Begin Source extract

When Object Storage processes the request, it performs multiple
sub-operations. Even if all sub-operations fail, the operation returns a
200 status. The bulk operation returns a response body that contains
details that indicate which sub-operations have succeeded and failed.
Some sub-operations might succeed while others fail. Examine the
response body to determine the results of each delete sub-operation.

You can set the ``Accept`` request header to one of the following values
to define the response format:

``text/plain``
   Formats response as plain text. If you omit the
   ``Accept`` header, ``text/plain`` is the default.

``application/json``
   Formats response as JSON.

``application/xml`` or ``text/xml``
   Formats response as XML.

The response body contains the following information:

-  The number of files actually deleted.

-  The number of not found objects.

-  Errors. A list of object names and associated error statuses for the
   objects that failed to delete. The format depends on the value that
   you set in the ``Accept`` header.

End Source extract
Begin Material provided

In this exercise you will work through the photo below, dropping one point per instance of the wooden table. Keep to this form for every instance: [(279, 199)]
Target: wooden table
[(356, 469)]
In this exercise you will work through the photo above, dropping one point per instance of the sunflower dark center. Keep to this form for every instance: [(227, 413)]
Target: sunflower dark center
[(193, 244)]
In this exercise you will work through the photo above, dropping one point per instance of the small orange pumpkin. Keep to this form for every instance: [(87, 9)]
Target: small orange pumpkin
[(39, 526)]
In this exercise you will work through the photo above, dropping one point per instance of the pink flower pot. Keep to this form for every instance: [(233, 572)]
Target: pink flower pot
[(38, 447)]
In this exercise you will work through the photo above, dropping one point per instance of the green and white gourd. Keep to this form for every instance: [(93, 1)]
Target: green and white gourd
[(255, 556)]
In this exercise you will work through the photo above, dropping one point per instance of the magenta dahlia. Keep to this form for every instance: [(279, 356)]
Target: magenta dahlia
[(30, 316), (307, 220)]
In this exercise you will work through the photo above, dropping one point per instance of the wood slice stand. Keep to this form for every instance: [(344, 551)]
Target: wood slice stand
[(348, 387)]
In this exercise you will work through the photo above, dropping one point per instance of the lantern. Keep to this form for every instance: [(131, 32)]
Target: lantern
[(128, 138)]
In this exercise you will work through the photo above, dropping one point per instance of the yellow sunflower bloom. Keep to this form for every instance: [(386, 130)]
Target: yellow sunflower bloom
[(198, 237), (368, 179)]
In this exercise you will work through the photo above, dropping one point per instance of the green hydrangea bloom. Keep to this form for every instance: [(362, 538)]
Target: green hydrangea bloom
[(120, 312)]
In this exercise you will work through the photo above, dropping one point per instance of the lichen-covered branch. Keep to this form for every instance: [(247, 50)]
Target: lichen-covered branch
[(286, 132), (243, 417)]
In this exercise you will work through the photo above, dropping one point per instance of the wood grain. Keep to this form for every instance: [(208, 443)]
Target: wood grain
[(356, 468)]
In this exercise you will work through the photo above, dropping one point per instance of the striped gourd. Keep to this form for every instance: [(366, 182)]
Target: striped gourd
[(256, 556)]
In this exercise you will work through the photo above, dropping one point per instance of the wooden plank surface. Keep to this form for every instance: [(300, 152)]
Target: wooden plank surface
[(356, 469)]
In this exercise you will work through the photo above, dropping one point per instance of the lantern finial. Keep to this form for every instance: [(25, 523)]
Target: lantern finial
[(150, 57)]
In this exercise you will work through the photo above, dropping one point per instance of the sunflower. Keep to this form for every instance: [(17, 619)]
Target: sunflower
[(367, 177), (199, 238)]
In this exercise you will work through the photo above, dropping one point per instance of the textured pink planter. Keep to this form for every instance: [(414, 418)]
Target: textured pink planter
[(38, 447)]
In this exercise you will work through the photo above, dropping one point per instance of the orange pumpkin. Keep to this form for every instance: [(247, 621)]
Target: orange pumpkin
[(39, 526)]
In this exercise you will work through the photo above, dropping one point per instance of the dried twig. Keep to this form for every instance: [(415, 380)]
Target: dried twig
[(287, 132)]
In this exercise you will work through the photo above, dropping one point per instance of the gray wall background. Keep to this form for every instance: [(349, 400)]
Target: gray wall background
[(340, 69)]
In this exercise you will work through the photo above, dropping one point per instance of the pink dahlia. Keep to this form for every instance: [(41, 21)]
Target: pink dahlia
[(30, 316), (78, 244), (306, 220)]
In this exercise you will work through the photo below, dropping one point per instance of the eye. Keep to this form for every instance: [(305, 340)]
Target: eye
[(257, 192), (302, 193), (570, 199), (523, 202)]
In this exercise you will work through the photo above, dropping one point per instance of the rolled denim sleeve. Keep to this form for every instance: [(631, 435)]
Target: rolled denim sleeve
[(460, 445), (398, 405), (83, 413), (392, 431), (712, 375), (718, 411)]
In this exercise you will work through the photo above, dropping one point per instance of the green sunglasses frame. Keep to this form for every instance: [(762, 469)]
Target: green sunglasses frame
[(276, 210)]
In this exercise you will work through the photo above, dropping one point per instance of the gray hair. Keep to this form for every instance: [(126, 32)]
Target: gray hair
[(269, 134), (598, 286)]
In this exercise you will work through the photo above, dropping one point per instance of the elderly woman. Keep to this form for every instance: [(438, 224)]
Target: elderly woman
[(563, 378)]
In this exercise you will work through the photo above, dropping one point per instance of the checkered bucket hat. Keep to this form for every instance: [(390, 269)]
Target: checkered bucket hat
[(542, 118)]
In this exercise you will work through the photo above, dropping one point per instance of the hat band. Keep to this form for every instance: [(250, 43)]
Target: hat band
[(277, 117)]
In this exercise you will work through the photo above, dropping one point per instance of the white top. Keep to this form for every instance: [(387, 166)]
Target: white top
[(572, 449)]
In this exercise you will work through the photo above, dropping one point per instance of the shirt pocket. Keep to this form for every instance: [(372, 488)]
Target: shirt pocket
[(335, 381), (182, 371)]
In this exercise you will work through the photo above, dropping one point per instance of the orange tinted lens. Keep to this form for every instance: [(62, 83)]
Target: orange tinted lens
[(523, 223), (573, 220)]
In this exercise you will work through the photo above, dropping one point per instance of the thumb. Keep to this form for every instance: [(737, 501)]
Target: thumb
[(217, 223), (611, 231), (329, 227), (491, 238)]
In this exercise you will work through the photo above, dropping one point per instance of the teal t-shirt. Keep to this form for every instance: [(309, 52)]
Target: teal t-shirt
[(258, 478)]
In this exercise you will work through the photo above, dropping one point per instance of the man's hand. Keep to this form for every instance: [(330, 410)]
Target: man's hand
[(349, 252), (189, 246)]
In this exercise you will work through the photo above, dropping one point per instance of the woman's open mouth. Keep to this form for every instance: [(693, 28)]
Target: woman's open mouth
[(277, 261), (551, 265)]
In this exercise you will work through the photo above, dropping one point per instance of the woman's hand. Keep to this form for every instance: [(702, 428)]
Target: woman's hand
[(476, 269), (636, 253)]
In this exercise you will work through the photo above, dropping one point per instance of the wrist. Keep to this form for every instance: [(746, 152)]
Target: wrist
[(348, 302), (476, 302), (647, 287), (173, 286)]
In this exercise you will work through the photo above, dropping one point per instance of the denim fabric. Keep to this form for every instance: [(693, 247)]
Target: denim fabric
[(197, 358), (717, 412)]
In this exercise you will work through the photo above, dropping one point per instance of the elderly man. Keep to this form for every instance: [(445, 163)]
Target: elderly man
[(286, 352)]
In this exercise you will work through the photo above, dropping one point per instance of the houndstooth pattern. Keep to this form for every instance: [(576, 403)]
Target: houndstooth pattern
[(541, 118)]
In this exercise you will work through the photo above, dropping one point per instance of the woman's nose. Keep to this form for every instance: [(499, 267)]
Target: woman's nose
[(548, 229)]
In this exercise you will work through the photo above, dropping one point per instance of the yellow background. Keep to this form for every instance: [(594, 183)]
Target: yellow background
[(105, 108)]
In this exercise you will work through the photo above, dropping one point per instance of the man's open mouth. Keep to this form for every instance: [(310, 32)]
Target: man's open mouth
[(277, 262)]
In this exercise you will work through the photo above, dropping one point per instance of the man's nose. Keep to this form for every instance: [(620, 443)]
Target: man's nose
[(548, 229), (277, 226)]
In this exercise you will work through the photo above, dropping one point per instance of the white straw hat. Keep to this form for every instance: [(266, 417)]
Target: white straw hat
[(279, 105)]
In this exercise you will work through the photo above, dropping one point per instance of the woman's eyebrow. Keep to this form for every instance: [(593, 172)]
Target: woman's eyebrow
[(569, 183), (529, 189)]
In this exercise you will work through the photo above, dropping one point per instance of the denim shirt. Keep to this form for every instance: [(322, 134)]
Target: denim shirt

End Material provided

_Given exercise 1_
In the Object Storage text, take everything from "You can set" down to "response as XML." and substitute "field" for "header" wherever it appears.
_Given exercise 2_
Express the lines of the entries as a Markdown table with the columns "Row" and "Line," covering everything from the line containing "instance: [(93, 1)]" down to the line containing "[(30, 316), (307, 220)]". Number each line in sequence and leave out any blank lines.
The Object Storage text and the entries are unrelated to each other.

_Complete output 1_
You can set the ``Accept`` request field to one of the following values
to define the response format:

``text/plain``
   Formats response as plain text. If you omit the
   ``Accept`` field, ``text/plain`` is the default.

``application/json``
   Formats response as JSON.

``application/xml`` or ``text/xml``
   Formats response as XML.

_Complete output 2_
| Row | Line |
|---|---|
| 1 | In this exercise you will work through the photo above, dropping one point per instance of the green and white gourd. Keep to this form for every instance: [(93, 1)] |
| 2 | Target: green and white gourd |
| 3 | [(255, 556)] |
| 4 | In this exercise you will work through the photo above, dropping one point per instance of the magenta dahlia. Keep to this form for every instance: [(279, 356)] |
| 5 | Target: magenta dahlia |
| 6 | [(30, 316), (307, 220)] |